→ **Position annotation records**

************

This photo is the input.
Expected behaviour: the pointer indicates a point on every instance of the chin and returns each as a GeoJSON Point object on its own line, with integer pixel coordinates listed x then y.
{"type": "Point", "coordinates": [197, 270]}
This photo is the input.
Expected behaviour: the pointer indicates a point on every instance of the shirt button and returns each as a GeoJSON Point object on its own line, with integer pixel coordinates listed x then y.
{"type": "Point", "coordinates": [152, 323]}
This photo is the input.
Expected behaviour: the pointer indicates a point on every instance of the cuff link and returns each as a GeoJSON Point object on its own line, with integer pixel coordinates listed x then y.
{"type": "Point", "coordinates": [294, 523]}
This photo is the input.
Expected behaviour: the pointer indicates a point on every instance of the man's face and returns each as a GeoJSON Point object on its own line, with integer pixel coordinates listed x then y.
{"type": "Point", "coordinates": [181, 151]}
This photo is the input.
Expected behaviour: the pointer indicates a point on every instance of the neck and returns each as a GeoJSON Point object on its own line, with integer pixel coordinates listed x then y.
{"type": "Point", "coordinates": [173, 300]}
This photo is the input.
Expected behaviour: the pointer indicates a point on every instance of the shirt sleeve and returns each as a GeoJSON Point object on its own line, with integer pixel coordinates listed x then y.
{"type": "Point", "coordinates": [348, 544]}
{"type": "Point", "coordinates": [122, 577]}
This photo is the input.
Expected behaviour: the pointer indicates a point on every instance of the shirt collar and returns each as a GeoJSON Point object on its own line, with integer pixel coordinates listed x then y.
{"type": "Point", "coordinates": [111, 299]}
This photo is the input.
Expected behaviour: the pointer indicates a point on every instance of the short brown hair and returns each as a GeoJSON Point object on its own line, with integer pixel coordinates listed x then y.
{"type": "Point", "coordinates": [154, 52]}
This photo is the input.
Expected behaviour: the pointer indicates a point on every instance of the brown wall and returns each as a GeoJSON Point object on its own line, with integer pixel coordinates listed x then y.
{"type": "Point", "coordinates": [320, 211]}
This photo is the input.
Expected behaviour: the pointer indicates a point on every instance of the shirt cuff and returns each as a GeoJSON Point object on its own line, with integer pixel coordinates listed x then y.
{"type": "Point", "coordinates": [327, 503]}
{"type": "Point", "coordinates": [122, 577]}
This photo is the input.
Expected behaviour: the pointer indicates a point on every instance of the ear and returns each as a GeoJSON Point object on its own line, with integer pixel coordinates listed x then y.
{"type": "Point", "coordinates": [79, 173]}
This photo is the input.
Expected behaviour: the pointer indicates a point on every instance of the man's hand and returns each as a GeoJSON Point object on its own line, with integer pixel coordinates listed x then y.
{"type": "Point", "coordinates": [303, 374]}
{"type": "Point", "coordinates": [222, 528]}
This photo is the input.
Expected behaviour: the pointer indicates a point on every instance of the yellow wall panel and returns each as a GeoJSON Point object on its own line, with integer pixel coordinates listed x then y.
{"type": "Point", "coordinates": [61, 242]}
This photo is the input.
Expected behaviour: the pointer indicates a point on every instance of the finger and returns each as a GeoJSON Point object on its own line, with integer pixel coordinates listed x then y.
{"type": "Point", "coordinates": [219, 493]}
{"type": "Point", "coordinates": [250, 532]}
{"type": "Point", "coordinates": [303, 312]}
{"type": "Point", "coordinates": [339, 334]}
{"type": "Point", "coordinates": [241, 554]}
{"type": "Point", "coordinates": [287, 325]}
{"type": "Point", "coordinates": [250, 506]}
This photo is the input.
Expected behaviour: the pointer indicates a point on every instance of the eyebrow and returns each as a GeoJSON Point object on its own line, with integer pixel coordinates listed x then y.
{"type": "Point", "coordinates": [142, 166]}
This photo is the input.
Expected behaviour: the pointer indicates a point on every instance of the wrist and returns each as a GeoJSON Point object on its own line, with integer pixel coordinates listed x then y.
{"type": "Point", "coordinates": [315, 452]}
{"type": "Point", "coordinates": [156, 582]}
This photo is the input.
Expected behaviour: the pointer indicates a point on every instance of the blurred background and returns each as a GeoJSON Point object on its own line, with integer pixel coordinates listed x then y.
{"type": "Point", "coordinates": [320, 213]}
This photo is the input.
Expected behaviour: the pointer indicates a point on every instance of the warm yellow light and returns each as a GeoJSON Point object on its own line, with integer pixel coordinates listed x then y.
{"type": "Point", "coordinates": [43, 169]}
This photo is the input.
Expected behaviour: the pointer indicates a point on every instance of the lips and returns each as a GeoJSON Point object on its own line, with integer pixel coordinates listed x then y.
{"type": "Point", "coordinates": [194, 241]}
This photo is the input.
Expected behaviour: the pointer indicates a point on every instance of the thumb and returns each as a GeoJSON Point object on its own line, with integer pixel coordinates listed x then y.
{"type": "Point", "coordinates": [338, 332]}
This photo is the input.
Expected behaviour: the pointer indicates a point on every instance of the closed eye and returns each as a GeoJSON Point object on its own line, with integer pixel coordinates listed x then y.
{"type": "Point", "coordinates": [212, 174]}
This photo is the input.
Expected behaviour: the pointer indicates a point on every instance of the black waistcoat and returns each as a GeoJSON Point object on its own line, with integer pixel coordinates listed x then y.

************

→ **WHAT YOU NEED TO DO**
Using the data above, reproduce every line exactly.

→ **OUTPUT BELOW**
This photo is the input.
Expected behaviour: the pointer indicates a point on every instance of the chin and returns each as a GeoJSON Point object on its own line, with integer pixel coordinates listed x then y.
{"type": "Point", "coordinates": [197, 270]}
This photo is the input.
Expected behaviour: the pointer indicates a point on every instance of the shirt button and returns each as a GeoJSON Point object on its own line, with integer pixel coordinates listed x then y.
{"type": "Point", "coordinates": [152, 323]}
This photo is the input.
Expected behaviour: the pointer indicates a point on every instance of the cuff link and returns each as a GeoJSON Point object on its own line, with integer pixel coordinates listed x then y.
{"type": "Point", "coordinates": [294, 523]}
This photo is the input.
Expected behaviour: the pointer indicates a point on every instance of the man's face and returns each as a GeoJSON Point object on its own line, with integer pixel coordinates listed x then y.
{"type": "Point", "coordinates": [181, 151]}
This photo is the input.
Expected behaviour: the pointer indicates a point on every instance of the neck and returns each as a GeoJSON Point object on its own line, with integer pixel coordinates listed x then y.
{"type": "Point", "coordinates": [173, 300]}
This photo is the input.
Expected behaviour: the pointer indicates a point on every instance of the shirt sleeve and returns each as a GeoJSON Point object on its own line, with integer pixel coordinates listed x then y.
{"type": "Point", "coordinates": [348, 544]}
{"type": "Point", "coordinates": [122, 577]}
This photo is the input.
Expected behaviour: the pointer indicates a point on every instance of the shirt collar and returns each as a GeoJSON Point object on its own line, with integer pixel coordinates listed x then y.
{"type": "Point", "coordinates": [111, 299]}
This photo is the input.
Expected behaviour: the pointer indicates a point on every instance of the short brown hair and returns each as a GeoJSON Point object on its own line, with integer pixel coordinates listed x then y.
{"type": "Point", "coordinates": [154, 52]}
This photo is the input.
Expected behaviour: the pointer indicates a point on every instance of the brown wall and returns each as a GeoJSON Point object on its own line, with integer pixel coordinates listed x then y.
{"type": "Point", "coordinates": [320, 211]}
This photo is the input.
Expected behaviour: the pointer indicates a point on every instance of the shirt cuff and returns each as a GeoJSON Point object on its own line, with integer pixel coordinates listed x then y.
{"type": "Point", "coordinates": [327, 503]}
{"type": "Point", "coordinates": [122, 577]}
This photo is the input.
Expected behaviour: the pointer indicates a point on every instance of the ear and returns each as a GeoJSON Point object on its own line, with integer pixel coordinates listed x then y.
{"type": "Point", "coordinates": [79, 173]}
This photo is the input.
Expected behaviour: the pointer indicates a point on every instance of the man's hand and returns each as a GeoJSON Point object on its own line, with integer pixel coordinates listed x then y.
{"type": "Point", "coordinates": [303, 374]}
{"type": "Point", "coordinates": [222, 528]}
This photo is the input.
Expected behaviour: the pointer indicates a point on every instance of the yellow wall panel and returns each as a GeoJSON Point object on its own line, with integer pixel coordinates listed x then y.
{"type": "Point", "coordinates": [61, 242]}
This photo is the input.
Expected behaviour: the pointer indicates a point on every instance of the finger and returns each as a GeoJSON Point object on its own line, with integer pixel coordinates listed x then y.
{"type": "Point", "coordinates": [219, 493]}
{"type": "Point", "coordinates": [250, 532]}
{"type": "Point", "coordinates": [303, 312]}
{"type": "Point", "coordinates": [339, 334]}
{"type": "Point", "coordinates": [241, 554]}
{"type": "Point", "coordinates": [287, 325]}
{"type": "Point", "coordinates": [250, 506]}
This photo is the input.
Expected behaviour: the pointer indicates a point on every instance of the eyebrow and returns each as a GeoJSON Point object on its own line, with integer pixel coordinates listed x then y.
{"type": "Point", "coordinates": [142, 166]}
This photo is the input.
Expected behaviour: the pointer indicates a point on every instance of the wrist and returns each as a GeoJSON Point object on its own line, with integer pixel coordinates listed x then y.
{"type": "Point", "coordinates": [315, 452]}
{"type": "Point", "coordinates": [156, 582]}
This photo is the input.
Expected behaviour: the pointer indicates a point on every instance of the blurred background and returns each as a GeoJSON Point object on its own line, with integer pixel coordinates listed x then y.
{"type": "Point", "coordinates": [320, 213]}
This photo is the input.
Expected behaviour: the pointer indicates a point on every instance of the warm yellow light and returns each as a GeoJSON Point object on its own line, with integer pixel coordinates listed x then y.
{"type": "Point", "coordinates": [43, 169]}
This photo is the input.
Expected behaviour: the pointer indicates a point on every instance of the lips and returns each as a GeoJSON Point object on its own line, with integer pixel coordinates listed x then y.
{"type": "Point", "coordinates": [194, 241]}
This photo is the input.
Expected behaviour: the pointer indicates a point on every instance of the thumb and returns each as a GeoJSON Point object on its own line, with integer pixel coordinates listed x then y.
{"type": "Point", "coordinates": [338, 332]}
This photo is the input.
Expected behaviour: the pointer indicates a point on every instance of the closed eye and returns each as a GeoJSON Point object on its own line, with integer pixel coordinates listed x then y.
{"type": "Point", "coordinates": [212, 174]}
This photo is the input.
Expected behaviour: the pointer indicates a point on every instance of the black waistcoat and returns each as a GeoJSON Point object on its own line, with integer pixel coordinates listed x then y.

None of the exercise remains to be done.